TASKS FOR THIS EXERCISE |
1: In the passage about everything being on loan from God, how old is the man the writer had lunch with?
2: Go on with the passage about everything being on loan from God, picking up after its final sentence.

EXCERPT TO READ |
-=-=-

I recently had lunch with a man whom I respect that is in his seventies. He told me, “I don't know why it has taken me so long to learn the lesson that all I have is God's. He's had to teach me this by taking things I thought were mine away from me.” Wow! I then recalled how difficult that lesson has been for me to learn as well. It seems like we all are challenged with the understanding that all we have is only on loan from God.

Here's our tendency: We think that because we possess something, we own it. The truth, however, is that all we have our health, our time, our abilities, our family, our money, our ministries, and churches are gifts from God given to us for a certain period of time and for a particular purpose. They are temporary and may go away, or may be taken away at any time, and certainly one day they will return to the Lord when we pass on to heaven.

Likewise, times when we've prayed and prayed and God finally delivers what we've prayed for, we can take those answers and hold them in a way that they become our hope, our security, and our joy rather than the One who gave them to us in the first place.

-=-=-

DATA RECORDS |

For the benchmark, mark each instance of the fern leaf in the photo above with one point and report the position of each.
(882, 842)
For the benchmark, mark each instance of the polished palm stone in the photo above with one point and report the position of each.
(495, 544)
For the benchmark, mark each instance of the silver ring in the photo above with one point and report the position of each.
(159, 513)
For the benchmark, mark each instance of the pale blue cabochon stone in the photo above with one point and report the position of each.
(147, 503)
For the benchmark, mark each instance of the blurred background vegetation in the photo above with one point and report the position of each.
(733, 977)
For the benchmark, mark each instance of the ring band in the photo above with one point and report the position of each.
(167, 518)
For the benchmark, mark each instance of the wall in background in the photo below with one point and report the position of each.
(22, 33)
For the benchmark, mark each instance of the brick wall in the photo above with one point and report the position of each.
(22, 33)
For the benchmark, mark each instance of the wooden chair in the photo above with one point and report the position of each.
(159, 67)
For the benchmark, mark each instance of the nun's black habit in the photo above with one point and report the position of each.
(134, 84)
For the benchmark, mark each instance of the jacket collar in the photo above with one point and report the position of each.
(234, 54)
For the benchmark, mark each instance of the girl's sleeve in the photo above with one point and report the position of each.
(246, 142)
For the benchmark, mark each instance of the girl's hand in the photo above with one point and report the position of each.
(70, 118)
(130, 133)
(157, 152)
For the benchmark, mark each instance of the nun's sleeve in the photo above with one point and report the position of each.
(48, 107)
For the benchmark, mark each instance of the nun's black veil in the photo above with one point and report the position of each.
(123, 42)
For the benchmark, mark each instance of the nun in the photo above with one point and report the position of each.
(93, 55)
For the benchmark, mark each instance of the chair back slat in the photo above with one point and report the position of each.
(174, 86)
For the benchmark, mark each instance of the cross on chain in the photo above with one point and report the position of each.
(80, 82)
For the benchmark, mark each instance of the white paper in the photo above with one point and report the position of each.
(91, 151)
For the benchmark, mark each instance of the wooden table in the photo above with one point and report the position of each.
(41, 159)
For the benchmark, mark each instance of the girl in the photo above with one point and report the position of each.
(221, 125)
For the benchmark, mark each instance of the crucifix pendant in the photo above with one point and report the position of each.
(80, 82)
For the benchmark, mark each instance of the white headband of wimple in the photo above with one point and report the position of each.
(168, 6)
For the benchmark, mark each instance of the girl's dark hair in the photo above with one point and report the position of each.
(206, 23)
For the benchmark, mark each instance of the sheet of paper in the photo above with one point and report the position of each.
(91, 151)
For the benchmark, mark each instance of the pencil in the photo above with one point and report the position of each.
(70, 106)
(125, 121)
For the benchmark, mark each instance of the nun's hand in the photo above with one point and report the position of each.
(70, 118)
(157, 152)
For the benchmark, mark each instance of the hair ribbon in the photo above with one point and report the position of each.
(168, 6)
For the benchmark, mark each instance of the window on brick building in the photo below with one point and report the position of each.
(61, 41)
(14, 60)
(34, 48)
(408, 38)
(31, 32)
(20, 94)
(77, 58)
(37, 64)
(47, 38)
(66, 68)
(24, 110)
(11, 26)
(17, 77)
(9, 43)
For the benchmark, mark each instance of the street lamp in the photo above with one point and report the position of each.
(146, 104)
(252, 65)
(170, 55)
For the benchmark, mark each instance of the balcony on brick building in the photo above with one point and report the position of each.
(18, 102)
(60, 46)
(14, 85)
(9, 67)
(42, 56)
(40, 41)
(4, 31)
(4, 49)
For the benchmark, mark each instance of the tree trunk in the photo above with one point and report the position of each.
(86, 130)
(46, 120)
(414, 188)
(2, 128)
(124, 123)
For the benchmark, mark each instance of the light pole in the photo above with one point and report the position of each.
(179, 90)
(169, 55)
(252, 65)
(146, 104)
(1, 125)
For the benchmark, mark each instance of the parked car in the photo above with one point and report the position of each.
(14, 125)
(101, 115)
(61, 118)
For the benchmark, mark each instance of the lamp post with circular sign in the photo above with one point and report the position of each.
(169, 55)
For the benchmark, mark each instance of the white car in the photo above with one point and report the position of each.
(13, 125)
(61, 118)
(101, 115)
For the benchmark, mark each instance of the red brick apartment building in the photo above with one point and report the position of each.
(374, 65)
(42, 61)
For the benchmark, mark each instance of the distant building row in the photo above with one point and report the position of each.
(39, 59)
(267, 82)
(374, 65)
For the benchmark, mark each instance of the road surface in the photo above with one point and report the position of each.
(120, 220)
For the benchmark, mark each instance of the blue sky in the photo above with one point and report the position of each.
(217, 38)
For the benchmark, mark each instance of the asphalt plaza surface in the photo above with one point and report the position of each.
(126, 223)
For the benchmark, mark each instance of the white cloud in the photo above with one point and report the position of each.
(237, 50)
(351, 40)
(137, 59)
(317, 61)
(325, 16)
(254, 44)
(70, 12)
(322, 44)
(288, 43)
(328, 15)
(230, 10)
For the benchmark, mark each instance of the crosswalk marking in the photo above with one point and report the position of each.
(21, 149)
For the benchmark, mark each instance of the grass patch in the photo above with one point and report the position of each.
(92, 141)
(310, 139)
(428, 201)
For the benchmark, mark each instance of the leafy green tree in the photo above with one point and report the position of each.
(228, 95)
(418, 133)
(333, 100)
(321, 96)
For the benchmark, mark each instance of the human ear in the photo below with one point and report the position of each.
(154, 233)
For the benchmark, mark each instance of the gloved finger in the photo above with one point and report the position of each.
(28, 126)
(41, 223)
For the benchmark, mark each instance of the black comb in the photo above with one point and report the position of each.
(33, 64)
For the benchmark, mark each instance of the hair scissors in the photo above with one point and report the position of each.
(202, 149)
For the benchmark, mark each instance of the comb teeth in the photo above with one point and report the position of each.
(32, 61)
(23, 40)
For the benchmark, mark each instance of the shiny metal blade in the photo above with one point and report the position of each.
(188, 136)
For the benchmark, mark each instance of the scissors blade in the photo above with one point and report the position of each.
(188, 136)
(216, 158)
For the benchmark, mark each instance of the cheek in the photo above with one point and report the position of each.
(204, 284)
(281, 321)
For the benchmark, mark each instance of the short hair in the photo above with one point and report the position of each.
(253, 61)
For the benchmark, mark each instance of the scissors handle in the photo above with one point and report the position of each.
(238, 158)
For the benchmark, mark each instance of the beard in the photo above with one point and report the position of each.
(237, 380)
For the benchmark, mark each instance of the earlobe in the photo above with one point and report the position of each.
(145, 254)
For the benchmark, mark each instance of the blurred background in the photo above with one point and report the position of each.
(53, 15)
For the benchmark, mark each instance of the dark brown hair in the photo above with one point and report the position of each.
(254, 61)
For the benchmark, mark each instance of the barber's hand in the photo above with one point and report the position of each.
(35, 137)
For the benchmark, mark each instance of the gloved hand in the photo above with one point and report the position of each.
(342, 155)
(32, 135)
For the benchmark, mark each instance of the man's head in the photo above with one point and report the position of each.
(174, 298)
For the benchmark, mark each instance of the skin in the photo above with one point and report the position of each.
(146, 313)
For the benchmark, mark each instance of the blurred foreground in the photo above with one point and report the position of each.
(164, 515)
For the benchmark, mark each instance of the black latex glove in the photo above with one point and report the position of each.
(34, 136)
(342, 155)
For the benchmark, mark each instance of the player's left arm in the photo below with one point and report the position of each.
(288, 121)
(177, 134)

-=-=-

RESULTS FOR EACH TASK |
1: He is in his seventies.

2:
Abraham, the father of our faith, struggled with this very idea. In Genesis 12 God promised him offspring and descendants. 25 years later, though, still no son. So he and his barren wife Sarai (Sarah) devised a plan for Abraham to bear a child through their handmaiden Hagar (a common custom for continuing the family line in the ancient world). Hagar gave birth to a son and they named him Ishmael. So Abraham and Sarah took matters into their own hands and decided to achieve God's will their own way. The problem is, this wasn't God's provision.

So God comes to Abraham and says that Ishmael is not the promise and that He will provide a son through Sarah. Sarah conceives and Isaac is eventually born. I can't imagine the joy and wonder that Abraham felt at the gift of his son. He was the promise finally delivered.

Years later, however, God came back to Abraham commanding him to sacrifice his now teenage son Isaac. Possibly over the years Abraham had taken ownership of Isaac and forgotten that his son was a gift from God. Maybe Abraham lacked humility in this gift or took for granted this miracle. Or possibly, God simply wanted Abraham to remember how gracious the Father was to provide Isaac.

Regardless of the reason, God instructs Abraham to sacrifice Isaac. Amazingly, Abraham takes his son on the mountain and to the altar. He raises the dagger, but then suddenly an angel from heaven calls out for him to stop. The voice says, “Do not lay a hand on the boy. Do not do anything to him. Now I know that you fear God, because you have not withheld from me your son, your only son.” (Gen. 22:12)

Abraham was willing to give back to the Father the very thing the Father had given to him. He was asked to hold it loosely, to steward it faithfully, and to release it when God asked.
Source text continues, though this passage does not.